→ PROBLEM STATEMENT: Return the entries below word for word. No picture belongs in the copy.

Saved entries
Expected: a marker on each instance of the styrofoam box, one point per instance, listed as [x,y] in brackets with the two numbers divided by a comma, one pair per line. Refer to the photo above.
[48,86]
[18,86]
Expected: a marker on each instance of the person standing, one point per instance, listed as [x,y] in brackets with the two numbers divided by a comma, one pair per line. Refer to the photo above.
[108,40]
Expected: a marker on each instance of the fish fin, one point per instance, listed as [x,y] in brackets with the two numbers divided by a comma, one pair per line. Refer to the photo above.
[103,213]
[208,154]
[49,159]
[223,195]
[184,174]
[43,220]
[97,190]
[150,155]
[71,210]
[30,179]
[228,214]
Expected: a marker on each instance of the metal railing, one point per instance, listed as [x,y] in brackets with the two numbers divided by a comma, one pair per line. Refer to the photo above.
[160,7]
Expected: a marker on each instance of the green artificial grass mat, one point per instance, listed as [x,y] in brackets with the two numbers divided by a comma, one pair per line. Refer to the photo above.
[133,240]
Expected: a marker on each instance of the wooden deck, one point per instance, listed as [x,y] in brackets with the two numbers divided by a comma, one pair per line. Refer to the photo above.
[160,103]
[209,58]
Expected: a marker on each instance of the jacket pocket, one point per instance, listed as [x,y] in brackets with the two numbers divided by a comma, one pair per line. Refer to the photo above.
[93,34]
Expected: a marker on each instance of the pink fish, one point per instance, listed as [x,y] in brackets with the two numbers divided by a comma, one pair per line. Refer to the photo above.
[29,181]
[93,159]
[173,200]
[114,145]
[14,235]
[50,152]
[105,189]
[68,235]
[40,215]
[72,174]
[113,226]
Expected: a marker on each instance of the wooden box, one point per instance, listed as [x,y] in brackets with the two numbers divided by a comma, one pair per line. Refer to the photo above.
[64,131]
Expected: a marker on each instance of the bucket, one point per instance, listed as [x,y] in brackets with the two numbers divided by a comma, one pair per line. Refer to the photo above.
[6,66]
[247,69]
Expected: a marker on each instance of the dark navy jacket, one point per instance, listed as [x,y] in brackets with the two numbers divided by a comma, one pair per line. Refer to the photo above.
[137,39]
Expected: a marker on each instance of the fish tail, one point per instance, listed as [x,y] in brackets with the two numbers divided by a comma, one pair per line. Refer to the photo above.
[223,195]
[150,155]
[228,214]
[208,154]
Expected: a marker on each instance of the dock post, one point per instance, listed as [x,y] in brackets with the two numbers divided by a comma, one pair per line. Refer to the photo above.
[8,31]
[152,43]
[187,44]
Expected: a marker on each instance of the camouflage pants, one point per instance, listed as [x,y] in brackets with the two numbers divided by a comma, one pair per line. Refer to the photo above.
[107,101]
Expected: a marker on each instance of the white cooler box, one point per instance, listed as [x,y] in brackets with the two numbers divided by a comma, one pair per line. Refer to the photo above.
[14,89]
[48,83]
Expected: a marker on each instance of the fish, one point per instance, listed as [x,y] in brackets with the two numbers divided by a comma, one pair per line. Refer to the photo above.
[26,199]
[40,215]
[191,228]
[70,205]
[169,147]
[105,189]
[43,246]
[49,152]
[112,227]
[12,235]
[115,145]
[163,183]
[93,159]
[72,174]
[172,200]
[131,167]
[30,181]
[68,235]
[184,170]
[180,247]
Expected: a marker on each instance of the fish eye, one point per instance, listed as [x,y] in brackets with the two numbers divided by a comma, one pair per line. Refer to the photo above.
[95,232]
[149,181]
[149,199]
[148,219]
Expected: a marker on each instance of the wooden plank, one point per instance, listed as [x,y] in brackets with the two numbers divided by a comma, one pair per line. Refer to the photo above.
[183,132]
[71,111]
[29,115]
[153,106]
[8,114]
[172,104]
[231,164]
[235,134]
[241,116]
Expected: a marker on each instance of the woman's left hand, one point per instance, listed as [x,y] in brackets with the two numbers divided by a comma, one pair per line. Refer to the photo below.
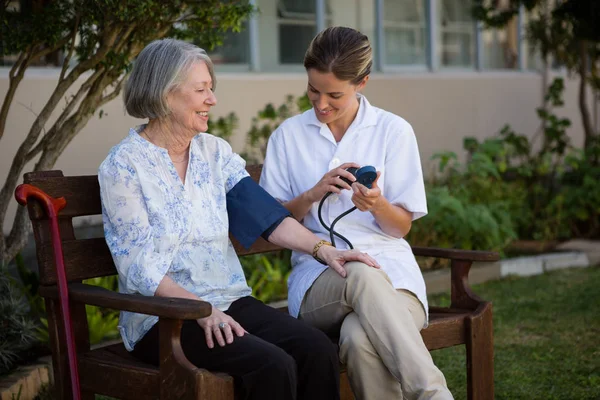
[335,258]
[366,199]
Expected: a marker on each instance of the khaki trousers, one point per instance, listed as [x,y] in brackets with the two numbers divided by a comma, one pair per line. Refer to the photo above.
[379,328]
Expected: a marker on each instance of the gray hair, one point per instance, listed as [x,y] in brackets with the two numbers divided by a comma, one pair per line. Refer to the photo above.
[160,67]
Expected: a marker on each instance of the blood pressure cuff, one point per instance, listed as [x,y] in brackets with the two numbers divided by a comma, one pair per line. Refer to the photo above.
[253,212]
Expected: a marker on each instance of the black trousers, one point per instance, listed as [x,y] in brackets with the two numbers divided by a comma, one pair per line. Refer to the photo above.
[280,358]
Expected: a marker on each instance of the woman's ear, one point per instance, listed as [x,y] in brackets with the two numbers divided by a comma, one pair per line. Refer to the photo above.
[363,83]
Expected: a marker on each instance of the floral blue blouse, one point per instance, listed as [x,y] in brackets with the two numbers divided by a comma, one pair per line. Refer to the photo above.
[156,225]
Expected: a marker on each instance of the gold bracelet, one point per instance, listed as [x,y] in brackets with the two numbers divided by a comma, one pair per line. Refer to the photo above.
[320,244]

→ REPLY:
Expected: a marker on each instance of the styrofoam box, one point per instance, listed as [x,y] in brackets with the two numbers divided by a comma, one pair per line. Refer to the photo above.
[48,86]
[18,86]
Expected: a marker on each instance of the person standing, one point per instance, listed as [x,y] in brackets with the two numbers divided by a comma, one pair per line. Refer to the photo above.
[108,40]
Expected: a marker on each instance of the fish fin, one point per instance, listed as [x,y] in brackets with the two numbers divided by a comma, one pair per line. Refer to the photo above.
[103,213]
[208,154]
[49,159]
[223,195]
[184,174]
[43,220]
[97,190]
[150,155]
[71,210]
[30,179]
[228,214]
Expected: a marker on each instance of the metal railing, one point per instance, listed as [x,y] in brackets with the two numbers divided by a comma, one pair per line. Refer to the photo above.
[160,7]
Expected: a marker on each instance of the green artificial grass mat, one point per instance, listed as [x,y] in brackets with the two numbers divided by a comma, one pair per line. Refer to the photo above.
[133,240]
Expected: a marker on each instance of the wooden deck, one point per instance, listed as [x,y] in brackets with the two numbers divided by a comma, one pair per line. Refer to the photo above.
[160,103]
[209,58]
Expected: a marker on each instance of the jacket pocket, one point per instance, listed as [x,y] in brackets with the two numbers divided by a comma, one pair per line. Refer to the photo above.
[93,34]
Expected: a marker on each instance of the pink fish, one point per instance, listed as [x,y] in brackets with the two numbers divided by a comma, one pair per line. Refer to the photo above.
[29,181]
[93,159]
[173,200]
[114,145]
[14,235]
[50,152]
[105,189]
[68,235]
[40,215]
[72,174]
[113,226]
Expected: a marker on each instance of the wooden box, one point per instance, listed as [x,y] in brackets with the two numbers divided by a comma, one pair per line. Refer to the photo above.
[64,131]
Expected: a marker on each instance of the bucket, one point per instance, listed as [x,y] in brackets with the two numbers divided by a comma, one pair per line. Refer to the photo above.
[6,66]
[247,69]
Expected: a marker on each instance of the dark navy jacket, one point per instance, listed as [x,y] in brackets with the two numbers divided by a comma, one pair per line. Refer to the photo above.
[137,39]
Expected: a marker on each instance of the fish tail, one point per instance, listed as [x,y] in brackets with the two numbers divided by a comma, one pair per line. Refer to the photo above.
[223,195]
[150,155]
[228,214]
[208,154]
Expected: a marker on each instance of the dock post, one point per instance, listed as [x,y] in brackets with the two numbers divided by a comma, one pair per line. Refer to the photo above.
[8,31]
[152,43]
[187,44]
Expected: a marker on each instance of the camouflage pants, one point per instance, listed as [x,y] in brackets with the two numbers divided by a comma, one pair per line. Refer to the photo above.
[107,101]
Expected: a marker on each instance of the white cooler box, one point per instance, listed as [x,y] in brackets with the two numbers divided by a comma, one pair per line. Refer to the photo above.
[14,89]
[48,83]
Expected: a marker on each instance of the fish, one point per instance, listed as [x,y] in brackets with the two numbers divided by a comma, one pair per line. Refer to the photo above.
[26,199]
[40,215]
[191,228]
[70,205]
[169,147]
[105,189]
[43,246]
[49,152]
[112,227]
[12,235]
[115,145]
[163,183]
[93,159]
[72,174]
[172,200]
[131,167]
[30,181]
[68,235]
[184,170]
[180,247]
Expected: a marker on each instance of the fish eye, one point per instance, listed as [x,y] in brackets with the two numbers divided by a comma, one pair per line. Refer to the photo above.
[95,232]
[149,181]
[149,199]
[148,219]
Expected: a marker on each instance of the wooden plank, one point per instance, listed as [x,y] in brackets with the two numbers divided by a comma, one pair per line. Refer to the photo above.
[183,132]
[71,111]
[29,115]
[153,106]
[8,114]
[172,104]
[231,164]
[235,134]
[241,116]
Expected: a marker on each instance of the woman's left hand, one point per instance, listed as [x,y] in brackets with the two numbers divided by a comma, one pair per line. Refer to the photo below.
[335,258]
[366,199]
Expected: a marker on each instance of the khaki trousers, one point per instance, listed as [x,y] in brackets with the two numbers divided by a comma, one pair per line. Refer to the photo above.
[379,328]
Expected: a marker on each instance of the gray hair, one point per instance, listed as [x,y] in brackets with the two numbers divided by a comma, one pair per line. Refer to the photo above.
[160,67]
Expected: a marker on each instance of the blood pressure cuff, one point per instance, listed as [x,y] in brackets with the two numbers divided by a comma, one pair per line. Refer to the photo above.
[253,212]
Expected: a marker on each instance of the black trousers, one point per instance, listed as [x,y] in brackets with the two numbers divided by a comma, one pair per line. Refer to the photo above.
[280,358]
Expected: a marker on each instance of the woman's ear, one point per instance, listed as [x,y] in brackets with the two numbers divided by a comma, one pair per line. Refer to the photo above.
[363,83]
Expected: a marker on each instance of the floral blue blouse, one point per instance, listed as [x,y] in brackets with the two numbers divided by a comma, one pair per line. Refer to the photo above.
[156,225]
Expected: a marker on each instance of the gold bracelet, one point per instance, listed as [x,y] in brackets with the two numbers divided by a comma, one pair per line. Refer to the photo above.
[320,244]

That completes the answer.